**INSTRUÇÕES DO EXERCÍCIO:** Segundo o texto citado abaixo, quais são os componentes da estrutura de desfile que as escolas de samba oficializaram ao se padronizarem? Liste todos.

Conseqüentemente, instituiu-se a competição entre as
escolas num desfile, sendo o evento patrocinado e divulgado pelos jornais.
A competição entre as escolas adquiria novos propósitos
e se tornava a maior atração do carnaval. O “status”
da vitória dado à “comunidade” da escola, ou
seja, o bairro ou região da cidade, era algo bastante almejado.
(Lopes, 1992). Deste modo, as escolas passaram por um processo de padronização,
com a finalidade de oficializar e consolidar uma estrutura de desfile:
enredo, samba–enredo, alegorias e fantasias. (Cabral: 1996; Lopes:
2003).
Minha entrada na Unidos da Tijuca se deve
muito a afinidade que tenho com o ambiente carnavalesco. O carnaval carioca
sempre me chamou atenção pelas suas formas de manifestação
e por sua mobilização popular, além de sua proximidade
com o cotidiano durante o ano inteiro. Diante deste meu interesse sobre
o tema, fui convidado a um ensaio da escola na época em que são
feitos os “cortes” de samba.[2] Assim que entrei na quadra,
fiquei sabendo de um projeto que os ritmistas[3] desempenhavam para aqueles
interessados em aprender a tocar instrumentos da bateria. Percebi naquele
momento uma grande chance de conhecer um setor daquela escola de samba:
a Bateria. Este projeto é desenvolvido por alguns ritmistas de
tamborins, principalmente pelos seus diretores, e é chamado de
Tamborim Sensação. Vi a necessidade de participar do projeto
a fim de extrair informações e definir alguns objetivos
ao estudo. Passei a freqüentar as aulas na agremiação
aos sábados no turno da tarde e conheci algumas pessoas que mais
tarde passaram a ser meus contatos dentro do grupo. Muitas informações
adquiridas foram à base de participações em eventos
como churrascos, feijoadas ou apenas conversas regadas à cerveja
no clube onde a Unidos da Tijuca realiza seus ensaios.[4] Durantes os
ensaios, intentava prestar atenção nas instruções
gestuais dos responsáveis pela bateria, nos discursos dos diretores
da escola e nos seus componentes. Gradativamente, fui descrevendo o que
se passava naquele ambiente coletivo e percebendo como eu estava me integrando
ao grupo e sua teia de significados, para utilizar um conceito de Geertz
(2003). Os objetivos da pesquisa começavam a se definir: procurava
conhecer quem eram os integrantes de uma bateria de escola de samba, no
caso, a Unidos da Tijuca; quais eram suas origens dentro da sociedade;
e como e por que as pessoas passam a integrar a bateria. A partir da vivência,
procurei ainda conhecer um pouco da história da agremiação,
sendo algumas informações extraídas de relatos de
cronistas que tratam sobre o carnaval e das próprias definições
que a agremiação divulga em seu portal na internet a fim
de complementar o observado.

**DADOS ARMAZENADOS:**
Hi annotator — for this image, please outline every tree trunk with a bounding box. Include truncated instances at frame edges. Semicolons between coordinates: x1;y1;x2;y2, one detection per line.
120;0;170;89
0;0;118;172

**RESULTADO FINAL:**
- enredo
- samba–enredo
- alegorias
- fantasias